Task statement:
The entries below must be restated word for word.

*-*-*

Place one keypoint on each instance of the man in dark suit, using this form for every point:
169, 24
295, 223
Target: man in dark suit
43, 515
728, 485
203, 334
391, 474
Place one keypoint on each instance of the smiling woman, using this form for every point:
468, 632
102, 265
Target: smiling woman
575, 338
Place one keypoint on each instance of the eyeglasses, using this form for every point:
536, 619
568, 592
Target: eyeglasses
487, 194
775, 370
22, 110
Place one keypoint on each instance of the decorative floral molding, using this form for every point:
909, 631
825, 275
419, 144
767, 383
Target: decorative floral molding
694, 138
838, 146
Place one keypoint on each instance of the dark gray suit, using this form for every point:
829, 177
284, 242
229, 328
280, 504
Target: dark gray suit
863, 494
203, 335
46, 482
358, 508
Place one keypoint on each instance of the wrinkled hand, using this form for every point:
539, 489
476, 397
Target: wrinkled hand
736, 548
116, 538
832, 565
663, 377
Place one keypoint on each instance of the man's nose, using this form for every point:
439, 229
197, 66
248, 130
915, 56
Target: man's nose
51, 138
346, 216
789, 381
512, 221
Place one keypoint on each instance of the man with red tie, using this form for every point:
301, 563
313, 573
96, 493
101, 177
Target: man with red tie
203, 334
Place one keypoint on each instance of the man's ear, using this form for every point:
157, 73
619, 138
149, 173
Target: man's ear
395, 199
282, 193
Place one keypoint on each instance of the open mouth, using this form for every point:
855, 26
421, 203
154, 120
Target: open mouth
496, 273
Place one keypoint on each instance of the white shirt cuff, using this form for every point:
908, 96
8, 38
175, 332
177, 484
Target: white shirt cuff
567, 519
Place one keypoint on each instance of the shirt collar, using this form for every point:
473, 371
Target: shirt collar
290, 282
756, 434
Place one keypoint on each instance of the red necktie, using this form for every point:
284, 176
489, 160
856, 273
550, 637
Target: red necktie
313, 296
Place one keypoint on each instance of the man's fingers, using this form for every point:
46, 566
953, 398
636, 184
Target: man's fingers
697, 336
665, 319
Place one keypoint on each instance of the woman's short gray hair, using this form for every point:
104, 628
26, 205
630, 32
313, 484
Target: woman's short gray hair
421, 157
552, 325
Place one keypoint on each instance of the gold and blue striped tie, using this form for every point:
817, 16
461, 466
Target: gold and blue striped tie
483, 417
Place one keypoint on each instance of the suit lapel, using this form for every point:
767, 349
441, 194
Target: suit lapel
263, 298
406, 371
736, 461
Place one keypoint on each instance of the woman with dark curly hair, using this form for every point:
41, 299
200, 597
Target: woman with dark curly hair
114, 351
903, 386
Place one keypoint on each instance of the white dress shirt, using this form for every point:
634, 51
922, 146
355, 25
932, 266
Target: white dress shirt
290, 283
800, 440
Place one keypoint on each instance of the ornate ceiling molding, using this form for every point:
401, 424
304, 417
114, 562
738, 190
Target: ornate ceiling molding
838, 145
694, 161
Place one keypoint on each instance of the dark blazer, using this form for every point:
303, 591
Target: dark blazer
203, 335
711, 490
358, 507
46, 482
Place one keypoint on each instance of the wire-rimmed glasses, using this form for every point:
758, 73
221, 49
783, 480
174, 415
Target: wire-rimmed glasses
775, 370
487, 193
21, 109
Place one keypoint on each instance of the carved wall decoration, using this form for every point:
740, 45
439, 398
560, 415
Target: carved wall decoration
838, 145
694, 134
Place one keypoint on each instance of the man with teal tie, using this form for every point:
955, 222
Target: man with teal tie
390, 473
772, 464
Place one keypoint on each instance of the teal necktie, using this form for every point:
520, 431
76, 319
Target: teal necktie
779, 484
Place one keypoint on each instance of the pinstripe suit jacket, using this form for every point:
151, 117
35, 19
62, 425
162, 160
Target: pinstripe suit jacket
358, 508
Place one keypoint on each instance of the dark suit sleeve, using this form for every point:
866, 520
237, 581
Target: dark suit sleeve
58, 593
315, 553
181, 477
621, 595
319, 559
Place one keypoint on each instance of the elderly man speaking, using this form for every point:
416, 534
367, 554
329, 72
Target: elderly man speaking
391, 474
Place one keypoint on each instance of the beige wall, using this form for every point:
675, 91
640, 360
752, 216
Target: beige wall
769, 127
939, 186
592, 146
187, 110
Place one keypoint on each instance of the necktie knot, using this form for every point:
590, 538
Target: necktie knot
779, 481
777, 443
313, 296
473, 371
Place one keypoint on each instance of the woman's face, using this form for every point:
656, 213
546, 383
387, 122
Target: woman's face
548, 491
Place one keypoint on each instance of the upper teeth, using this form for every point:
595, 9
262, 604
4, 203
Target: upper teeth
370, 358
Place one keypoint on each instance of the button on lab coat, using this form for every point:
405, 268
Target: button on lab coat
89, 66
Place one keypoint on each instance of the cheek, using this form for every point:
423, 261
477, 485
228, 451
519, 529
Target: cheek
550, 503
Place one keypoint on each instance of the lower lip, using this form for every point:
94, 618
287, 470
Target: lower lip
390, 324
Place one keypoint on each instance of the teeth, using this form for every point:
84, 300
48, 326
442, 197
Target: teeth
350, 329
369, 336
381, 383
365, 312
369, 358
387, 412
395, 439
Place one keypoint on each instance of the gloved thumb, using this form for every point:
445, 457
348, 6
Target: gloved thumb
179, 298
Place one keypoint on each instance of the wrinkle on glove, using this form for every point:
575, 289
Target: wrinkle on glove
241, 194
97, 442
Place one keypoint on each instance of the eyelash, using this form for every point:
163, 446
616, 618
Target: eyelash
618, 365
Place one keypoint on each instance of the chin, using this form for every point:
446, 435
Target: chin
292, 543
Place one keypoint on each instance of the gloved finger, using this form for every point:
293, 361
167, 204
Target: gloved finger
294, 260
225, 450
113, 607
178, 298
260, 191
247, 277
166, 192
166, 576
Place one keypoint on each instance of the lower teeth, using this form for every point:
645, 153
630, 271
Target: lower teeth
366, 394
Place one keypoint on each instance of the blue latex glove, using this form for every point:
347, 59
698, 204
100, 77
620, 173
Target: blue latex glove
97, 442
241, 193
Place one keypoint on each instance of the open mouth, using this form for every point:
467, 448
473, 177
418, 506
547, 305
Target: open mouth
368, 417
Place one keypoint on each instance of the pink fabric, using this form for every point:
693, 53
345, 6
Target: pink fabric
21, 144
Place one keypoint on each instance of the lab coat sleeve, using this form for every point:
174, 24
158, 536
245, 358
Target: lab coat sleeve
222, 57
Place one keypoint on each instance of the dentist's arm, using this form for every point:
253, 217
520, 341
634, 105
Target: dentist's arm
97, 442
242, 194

*-*-*

Reply to the task:
Place one keypoint on each instance of the man in dark suit, using this form for every point:
169, 24
295, 223
Target: man in dark suit
43, 515
728, 485
203, 334
391, 474
Place one keypoint on each instance of the smiling woman, using this form for every point:
468, 632
102, 265
Target: smiling woman
575, 338
Place one keypoint on each instance of the eyeglasses, using this form for every point:
536, 619
568, 592
Target: eyeglasses
487, 194
775, 370
22, 110
Place one keypoint on each instance of the decorative floral molding, using this form for every point:
909, 631
825, 275
419, 144
767, 383
Target: decorative floral molding
694, 138
838, 146
Place one keypoint on each instance of the dark gray suit, using this form for every point:
829, 177
284, 242
229, 328
280, 504
Target: dark gray suit
863, 494
203, 335
46, 482
358, 508
Place one keypoint on each instance of the wrinkled hand, using this form for every point:
539, 489
476, 397
Target: wrinkled hand
736, 548
116, 538
832, 565
663, 377
Place one keypoint on each instance of the man's nose, using this form for every point:
439, 229
197, 66
248, 130
915, 56
Target: man's nose
51, 138
346, 216
789, 381
512, 221
Place one keypoint on each instance of the man with red tie, using this form for every point:
301, 563
313, 573
96, 493
101, 177
Target: man with red tie
203, 334
Place one keypoint on each instance of the man's ear, using this form for every point:
157, 73
619, 138
149, 173
Target: man's ear
395, 199
282, 193
Place one keypoint on each instance of the open mouth, using this form for every point:
855, 26
421, 203
154, 120
Target: open mouth
496, 273
Place one keypoint on each instance of the white shirt cuff, using this form for every point:
908, 96
8, 38
175, 332
177, 484
Target: white shirt cuff
567, 519
Place one keypoint on each instance of the shirt collar, using this form for every point:
473, 371
Target: shirt collar
290, 282
756, 434
Place one keypoint on each instance of the red necktie, using this form for every point:
284, 176
489, 160
856, 273
550, 637
Target: red necktie
313, 296
Place one keypoint on each instance of the man's fingers, using this form for every point:
46, 566
953, 398
636, 184
Target: man's fingers
697, 336
665, 319
Place one keypoint on each instance of the woman's short gray hair, using this form for every point:
104, 628
26, 205
630, 32
313, 484
Target: woman's short gray hair
421, 157
552, 325
Place one keypoint on each instance of the gold and blue striped tie, using this form for every point:
817, 16
461, 466
Target: gold and blue striped tie
483, 417
Place one keypoint on each instance of the suit lapel, using this form for every point:
767, 349
441, 194
Target: suit lapel
263, 298
406, 371
736, 461
Place one keypoint on each instance of the woman with dark curly hair, using this form for every point:
41, 299
200, 597
Target: woman with dark curly hair
114, 351
903, 386
Place one keypoint on each instance of the white dress shirt, using this form for every point:
634, 51
922, 146
355, 25
932, 266
Target: white dress shirt
290, 283
800, 440
Place one keypoint on each instance of the ornate ceiling molding, using this form for every point:
401, 424
304, 417
114, 562
738, 190
Target: ornate ceiling molding
838, 145
694, 161
Place one keypoint on each instance of the dark blazer, using this form for every point:
303, 591
Target: dark blazer
203, 335
711, 490
358, 507
46, 482
Place one keypoint on each instance of the wire-rimmed glasses, using this form for every point:
758, 73
221, 49
783, 480
174, 415
Target: wire-rimmed glasses
775, 370
487, 193
21, 109
Place one keypoint on each instance of the carved wall decoration, using this form for every point:
740, 45
439, 398
560, 415
Target: carved wall decoration
838, 145
694, 134
Place one keypoint on each instance of the man with teal tie, using this form for every point:
955, 222
Target: man with teal tie
390, 473
772, 464
Place one keypoint on each instance of the teal necktie, using this form for every point:
520, 431
76, 319
Target: teal necktie
779, 484
Place one keypoint on each instance of the pinstripe suit jacket, using this form for every point:
151, 117
35, 19
62, 425
162, 160
Target: pinstripe suit jacket
358, 508
Place one keypoint on each instance of the dark suit sleeve, using this form for every point:
866, 520
237, 581
Target: dark suit sleeve
58, 593
315, 553
181, 477
621, 595
319, 559
Place one keypoint on each instance of the elderly man speaking, using this form for every point:
416, 534
367, 554
329, 72
Target: elderly man speaking
391, 474
Place one keypoint on each instance of the beige wall, using this form for every point:
675, 91
640, 360
752, 216
Target: beige wall
769, 127
939, 186
592, 146
187, 110
Place one keypoint on each instance of the necktie knot, using this form for every point:
590, 538
Target: necktie knot
779, 481
777, 443
313, 296
473, 371
Place one keypoint on each instance of the woman's face, using this form for every point:
656, 213
546, 383
387, 122
Target: woman's face
548, 491
Place one keypoint on each instance of the upper teeth, using this form for every point:
595, 9
262, 604
4, 203
Target: upper teeth
370, 358
Place one keypoint on each instance of the button on lab coat, using this form for every point:
405, 268
Target: button on lab coat
89, 66
Place one keypoint on each instance of the cheek, using this form for every point:
423, 261
477, 485
228, 451
519, 529
Target: cheek
550, 503
Place one keypoint on each instance of the lower lip, using this form for every point:
94, 618
287, 470
Target: lower lip
390, 324
Place one keypoint on each instance of the teeth, using this form for every point:
84, 300
48, 326
442, 197
Target: teeth
350, 329
369, 336
381, 383
365, 312
369, 358
387, 412
395, 439
Place one keypoint on each instance of the gloved thumb, using this form for every point:
445, 457
348, 6
Target: gloved thumb
179, 298
Place one keypoint on each instance of the wrinkle on glove, using this form for every point:
575, 289
Target: wrinkle on glove
241, 194
97, 442
Place one keypoint on each instance of the eyelash, using this form for every point:
163, 446
616, 618
Target: eyelash
618, 365
Place one keypoint on each instance of the chin, using this form for every point:
446, 435
Target: chin
292, 543
Place one keypoint on each instance of the gloved finger, using this form for every point:
293, 361
167, 204
Target: gloved finger
294, 260
225, 450
113, 607
178, 298
260, 191
247, 277
166, 192
166, 576
Place one keypoint on each instance of the lower teeth, using this form for every point:
645, 153
630, 271
Target: lower teeth
366, 394
Place one keypoint on each instance of the blue latex glove, using this form for every point:
347, 59
698, 204
100, 77
620, 173
Target: blue latex glove
97, 442
241, 193
Place one keypoint on each instance of the open mouth, using this form for every point:
467, 448
473, 177
418, 506
547, 305
Target: open mouth
368, 417
Place one keypoint on each instance of the pink fabric, using this form for every point:
693, 53
345, 6
Target: pink fabric
21, 144
Place one keypoint on each instance of the lab coat sleeve, using this form for every point:
174, 24
158, 536
245, 358
Target: lab coat sleeve
222, 57
Place one keypoint on each instance of the dentist's arm, using this form for every point:
253, 217
520, 341
634, 105
Target: dentist's arm
97, 442
242, 194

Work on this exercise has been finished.